**Image outline annotation entries:**
========================
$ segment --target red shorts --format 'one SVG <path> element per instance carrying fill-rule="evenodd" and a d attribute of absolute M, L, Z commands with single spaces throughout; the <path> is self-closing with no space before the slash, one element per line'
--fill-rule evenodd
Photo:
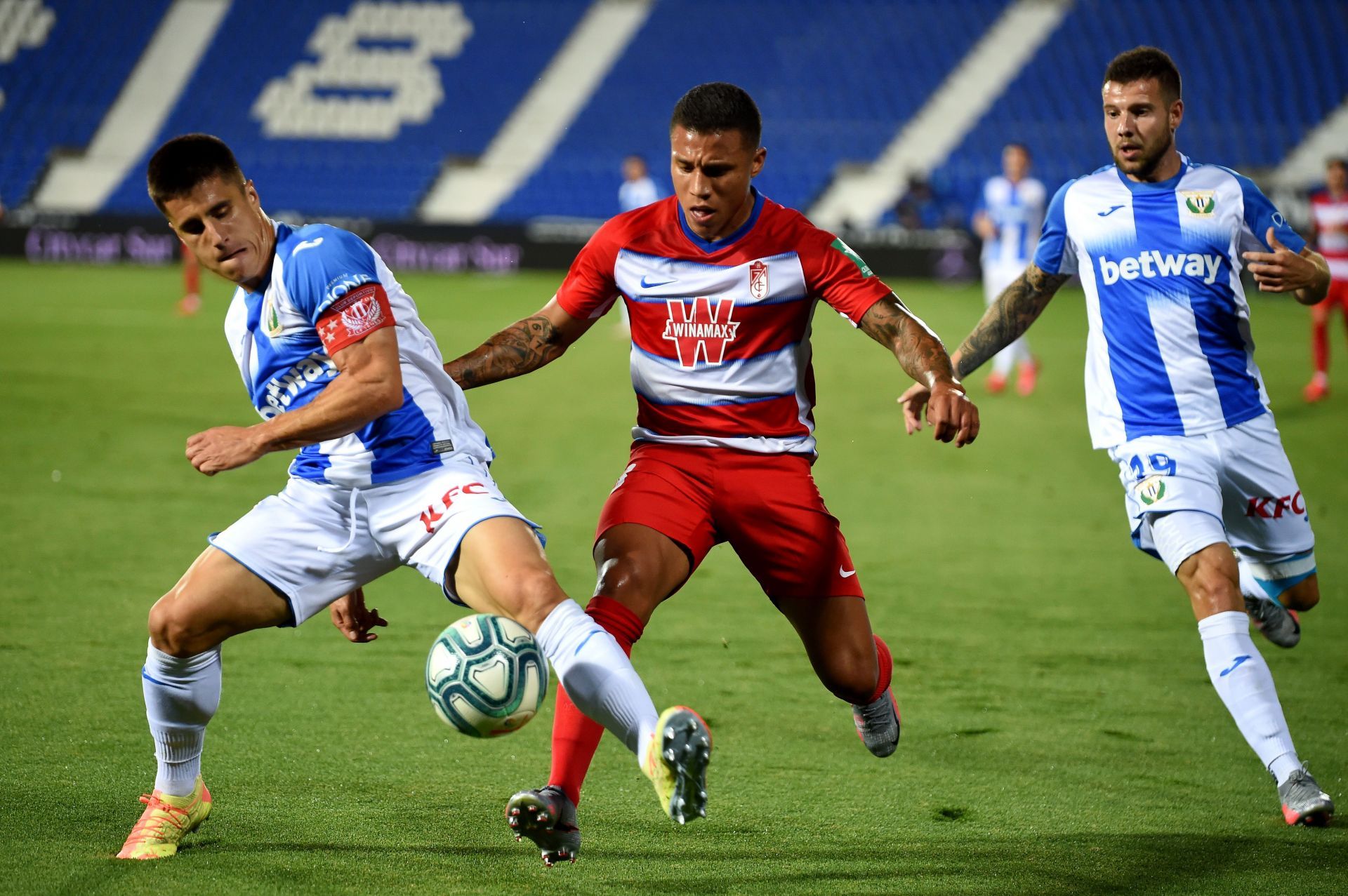
<path fill-rule="evenodd" d="M 837 519 L 802 454 L 638 442 L 599 516 L 594 539 L 619 523 L 681 544 L 696 570 L 721 542 L 776 597 L 863 597 Z"/>
<path fill-rule="evenodd" d="M 1330 309 L 1336 306 L 1343 309 L 1344 314 L 1348 314 L 1348 280 L 1330 280 L 1329 292 L 1312 307 L 1320 311 L 1322 317 L 1329 317 Z"/>

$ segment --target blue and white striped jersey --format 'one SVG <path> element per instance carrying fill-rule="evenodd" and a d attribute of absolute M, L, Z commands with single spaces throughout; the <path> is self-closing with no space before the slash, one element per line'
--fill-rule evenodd
<path fill-rule="evenodd" d="M 1034 178 L 1022 178 L 1016 183 L 1002 175 L 988 178 L 979 210 L 998 225 L 998 234 L 983 241 L 983 264 L 1023 268 L 1030 263 L 1039 228 L 1043 226 L 1046 198 L 1043 185 Z"/>
<path fill-rule="evenodd" d="M 434 337 L 383 259 L 356 234 L 326 224 L 275 228 L 267 284 L 260 292 L 235 290 L 225 315 L 225 337 L 263 419 L 313 402 L 337 376 L 317 329 L 319 319 L 344 330 L 342 344 L 350 344 L 388 326 L 384 317 L 391 314 L 403 375 L 400 408 L 350 435 L 302 449 L 290 474 L 364 486 L 438 468 L 454 454 L 489 463 L 487 435 L 469 416 Z M 361 292 L 369 298 L 353 302 Z M 376 302 L 376 294 L 387 302 Z"/>
<path fill-rule="evenodd" d="M 1181 160 L 1161 183 L 1136 183 L 1111 164 L 1049 203 L 1034 264 L 1081 275 L 1096 447 L 1211 433 L 1268 407 L 1240 253 L 1268 251 L 1270 226 L 1293 252 L 1305 241 L 1250 178 Z"/>

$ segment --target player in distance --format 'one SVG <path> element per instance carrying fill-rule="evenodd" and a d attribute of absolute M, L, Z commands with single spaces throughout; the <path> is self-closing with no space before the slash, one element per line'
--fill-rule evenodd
========================
**EXERCISE AIM:** Copy all of the data above line for line without alteration, leaving out the pictures.

**EXPECTED OUTPUT:**
$ segment --target red shorts --format 'one SVG <path> element per instance carrying fill-rule="evenodd" and a d attribute of absolute M, L, Z commands with single spaces throughout; the <path> is self-closing with no space before the slash, one element per line'
--fill-rule evenodd
Photo:
<path fill-rule="evenodd" d="M 837 519 L 802 454 L 638 442 L 599 516 L 594 539 L 619 523 L 681 544 L 696 570 L 721 542 L 776 597 L 863 597 Z"/>
<path fill-rule="evenodd" d="M 1330 309 L 1336 306 L 1343 309 L 1344 314 L 1348 314 L 1348 280 L 1330 280 L 1329 292 L 1312 307 L 1320 311 L 1322 317 L 1329 317 Z"/>

$ segment --target blue and white striped jersey --format 'one SVG <path> element per instance carrying fill-rule="evenodd" and a d attribute of absolute M, L, Z commands with single spaces throughout; the <path> is self-closing with no space before the slash, one element per line'
--fill-rule evenodd
<path fill-rule="evenodd" d="M 1034 178 L 1022 178 L 1016 183 L 1002 175 L 988 178 L 979 210 L 998 225 L 998 234 L 983 241 L 983 264 L 1023 268 L 1030 263 L 1039 228 L 1043 226 L 1046 198 L 1043 185 Z"/>
<path fill-rule="evenodd" d="M 434 337 L 383 259 L 356 234 L 326 224 L 275 228 L 267 284 L 260 292 L 235 290 L 225 315 L 225 337 L 263 419 L 313 402 L 337 376 L 317 329 L 319 319 L 344 330 L 342 344 L 350 344 L 388 326 L 384 317 L 391 314 L 403 375 L 400 408 L 350 435 L 302 449 L 290 474 L 364 486 L 438 468 L 454 454 L 489 463 L 487 435 L 469 416 Z M 361 292 L 369 298 L 353 302 Z M 376 302 L 376 294 L 387 302 Z"/>
<path fill-rule="evenodd" d="M 1181 160 L 1161 183 L 1136 183 L 1111 164 L 1049 203 L 1034 264 L 1081 275 L 1096 447 L 1211 433 L 1268 407 L 1240 253 L 1268 251 L 1270 226 L 1293 252 L 1305 241 L 1250 178 Z"/>

$ segment --target player in distance --format 'one SVG <path> element per instance carrying fill-rule="evenodd" and a d attribute of absolute M, L, Z commands with single spaces throughout; the <path> is self-closing with no space before the slash, one element per line'
--fill-rule evenodd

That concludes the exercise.